**SET TASK**
Pick out each line below that contains the string "laptop", and copy those lines.

[Entries for region annotation]

=-=-=

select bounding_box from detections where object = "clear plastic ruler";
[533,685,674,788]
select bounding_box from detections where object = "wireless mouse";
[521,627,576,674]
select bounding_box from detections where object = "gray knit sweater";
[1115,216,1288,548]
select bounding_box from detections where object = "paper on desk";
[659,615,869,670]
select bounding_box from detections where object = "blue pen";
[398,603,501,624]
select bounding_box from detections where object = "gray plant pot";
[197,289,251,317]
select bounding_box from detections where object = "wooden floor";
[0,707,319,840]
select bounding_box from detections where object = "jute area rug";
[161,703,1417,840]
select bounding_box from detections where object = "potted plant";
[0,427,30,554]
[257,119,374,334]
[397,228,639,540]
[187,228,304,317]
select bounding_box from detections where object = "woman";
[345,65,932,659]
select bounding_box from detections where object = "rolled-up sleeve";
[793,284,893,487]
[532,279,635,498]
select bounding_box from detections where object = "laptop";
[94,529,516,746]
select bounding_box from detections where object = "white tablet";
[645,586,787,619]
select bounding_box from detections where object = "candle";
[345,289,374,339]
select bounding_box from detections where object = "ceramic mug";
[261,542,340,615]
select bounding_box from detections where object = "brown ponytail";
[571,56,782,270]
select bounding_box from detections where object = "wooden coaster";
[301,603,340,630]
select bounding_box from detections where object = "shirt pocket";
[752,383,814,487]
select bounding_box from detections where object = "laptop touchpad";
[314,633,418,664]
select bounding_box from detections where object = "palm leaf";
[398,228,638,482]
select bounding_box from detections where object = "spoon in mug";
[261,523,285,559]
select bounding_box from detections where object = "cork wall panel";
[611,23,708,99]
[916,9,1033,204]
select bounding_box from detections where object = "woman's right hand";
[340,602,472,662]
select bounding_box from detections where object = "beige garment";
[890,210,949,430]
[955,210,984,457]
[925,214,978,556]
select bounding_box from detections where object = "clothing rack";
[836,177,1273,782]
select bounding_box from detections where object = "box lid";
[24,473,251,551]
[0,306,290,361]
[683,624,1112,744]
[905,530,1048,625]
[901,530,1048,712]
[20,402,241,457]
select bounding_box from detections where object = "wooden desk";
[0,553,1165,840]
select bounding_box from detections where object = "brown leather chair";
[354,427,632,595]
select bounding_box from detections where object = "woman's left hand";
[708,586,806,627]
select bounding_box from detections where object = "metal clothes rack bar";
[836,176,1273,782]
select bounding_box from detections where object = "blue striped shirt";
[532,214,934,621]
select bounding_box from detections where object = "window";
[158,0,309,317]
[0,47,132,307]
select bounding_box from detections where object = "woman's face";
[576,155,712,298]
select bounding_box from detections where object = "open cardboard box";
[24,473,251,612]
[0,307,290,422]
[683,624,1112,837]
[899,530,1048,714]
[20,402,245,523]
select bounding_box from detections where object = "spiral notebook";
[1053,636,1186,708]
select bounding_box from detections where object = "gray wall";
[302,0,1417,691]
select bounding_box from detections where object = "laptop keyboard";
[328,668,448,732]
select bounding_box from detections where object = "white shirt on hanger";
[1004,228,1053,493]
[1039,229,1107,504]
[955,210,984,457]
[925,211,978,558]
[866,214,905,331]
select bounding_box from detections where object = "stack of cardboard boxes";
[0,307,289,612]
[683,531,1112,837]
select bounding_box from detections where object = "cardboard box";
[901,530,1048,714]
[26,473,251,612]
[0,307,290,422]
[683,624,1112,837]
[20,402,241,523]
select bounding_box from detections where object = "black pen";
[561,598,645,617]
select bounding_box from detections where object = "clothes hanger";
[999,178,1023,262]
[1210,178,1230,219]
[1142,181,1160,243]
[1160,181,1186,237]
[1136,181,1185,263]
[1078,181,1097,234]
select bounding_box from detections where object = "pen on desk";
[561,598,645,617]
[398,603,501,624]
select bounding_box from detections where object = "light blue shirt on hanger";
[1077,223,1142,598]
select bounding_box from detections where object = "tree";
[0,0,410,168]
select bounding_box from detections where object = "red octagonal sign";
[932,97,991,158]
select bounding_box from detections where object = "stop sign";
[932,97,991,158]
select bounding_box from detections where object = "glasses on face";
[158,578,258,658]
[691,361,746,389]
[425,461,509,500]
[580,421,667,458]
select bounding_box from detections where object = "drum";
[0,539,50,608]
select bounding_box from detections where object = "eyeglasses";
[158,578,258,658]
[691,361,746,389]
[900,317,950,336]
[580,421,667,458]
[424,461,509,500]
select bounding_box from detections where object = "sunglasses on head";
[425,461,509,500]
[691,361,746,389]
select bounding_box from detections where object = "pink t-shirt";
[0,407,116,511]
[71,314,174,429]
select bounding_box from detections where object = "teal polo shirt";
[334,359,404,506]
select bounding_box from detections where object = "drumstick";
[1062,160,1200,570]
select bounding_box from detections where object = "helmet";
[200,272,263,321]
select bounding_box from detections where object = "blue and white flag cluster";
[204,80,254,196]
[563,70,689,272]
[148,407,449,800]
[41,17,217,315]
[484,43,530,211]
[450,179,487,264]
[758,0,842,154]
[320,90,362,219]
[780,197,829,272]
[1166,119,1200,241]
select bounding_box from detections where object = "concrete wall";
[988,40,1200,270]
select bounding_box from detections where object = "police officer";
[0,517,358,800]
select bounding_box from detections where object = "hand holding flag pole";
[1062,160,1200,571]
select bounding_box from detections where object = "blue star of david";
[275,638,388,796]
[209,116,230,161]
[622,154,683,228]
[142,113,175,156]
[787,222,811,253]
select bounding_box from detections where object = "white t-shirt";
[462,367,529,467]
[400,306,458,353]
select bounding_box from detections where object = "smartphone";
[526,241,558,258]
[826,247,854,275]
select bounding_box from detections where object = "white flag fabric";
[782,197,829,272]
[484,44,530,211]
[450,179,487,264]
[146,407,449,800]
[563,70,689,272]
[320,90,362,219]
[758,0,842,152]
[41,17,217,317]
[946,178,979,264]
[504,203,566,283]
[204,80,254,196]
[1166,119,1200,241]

=-=-=

**SOLUTION**
select bounding_box from detections where object = "laptop";
select bounding_box from detections where object = "laptop touchpad";
select bounding_box from detections where object = "laptop keyboard";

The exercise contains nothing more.